Moving Tables（杭电1050）（贪心---区间不重叠问题）

Moving Tables

Time Limit: 2000/1000 MS (Java/Others)    Memory Limit: 65536/32768 K (Java/Others)
Total Submission(s): 25967    Accepted Submission(s): 8608

Problem Description

The famous ACM (Advanced Computer Maker) Company has rented a floor of a building whose shape is in the following figure. 

The floor has 200 rooms each on the north side and south side along the corridor. Recently the Company made a plan to reform its system. The reform includes moving a lot of tables between rooms. Because the corridor is narrow and all the tables are big, only one table can pass through the corridor. Some plan is needed to make the moving efficient. The manager figured out the following plan: Moving a table from a room to another room can be done within 10 minutes. When moving a table from room i to room j, the part of the corridor between the front of room i and the front of room j is used. So, during each 10 minutes, several moving between two rooms not sharing the same part of the corridor will be done simultaneously. To make it clear the manager illustrated the possible cases and impossible cases of simultaneous moving. 

For each room, at most one table will be either moved in or moved out. Now, the manager seeks out a method to minimize the time to move all the tables. Your job is to write a program to solve the manager’s problem.

**数据:**
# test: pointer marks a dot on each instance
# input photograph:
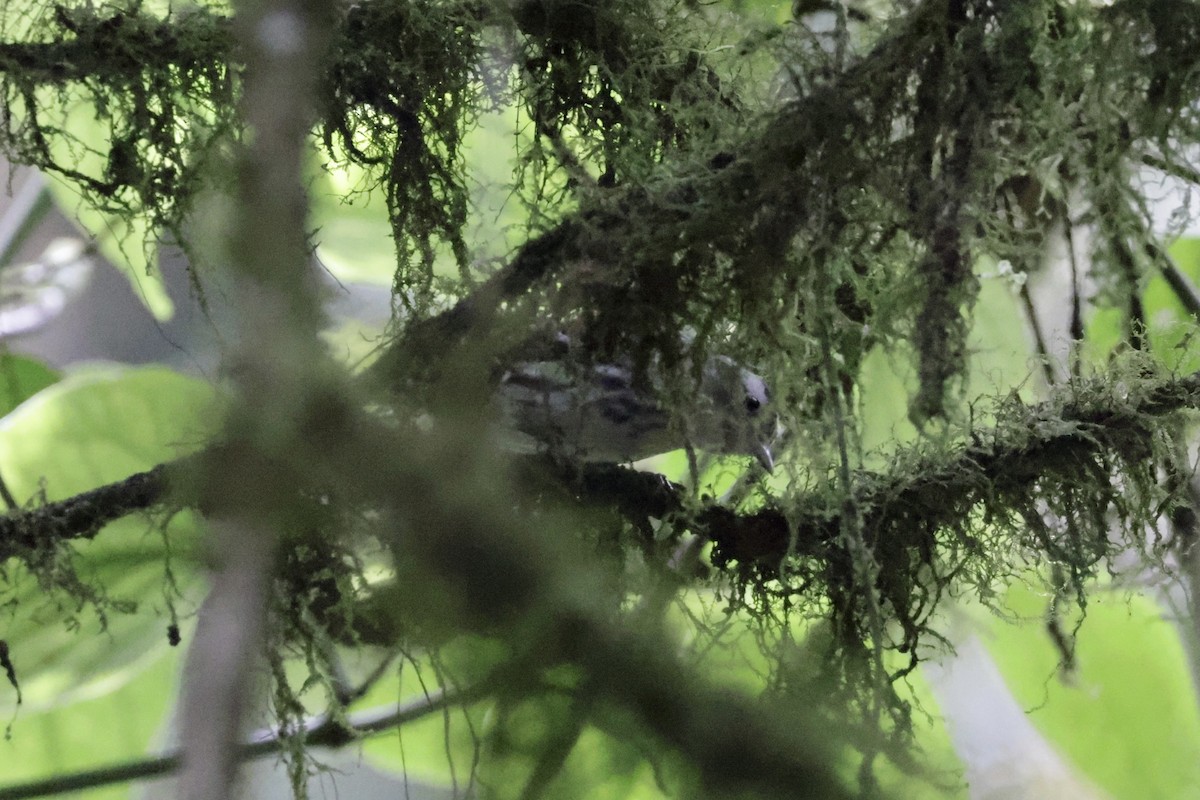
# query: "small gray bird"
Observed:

**任务说明:** 请修改正文中的一段：从含有“Total Submission(s): 25967    Accepted”的地方写起，写到“the following figure.”为止，并把其中的“Advanced Computer Maker”换成“Advanced Table Mover”。

**参考答案:**
Total Submission(s): 25967    Accepted Submission(s): 8608

Problem Description

The famous ACM (Advanced Table Mover) Company has rented a floor of a building whose shape is in the following figure.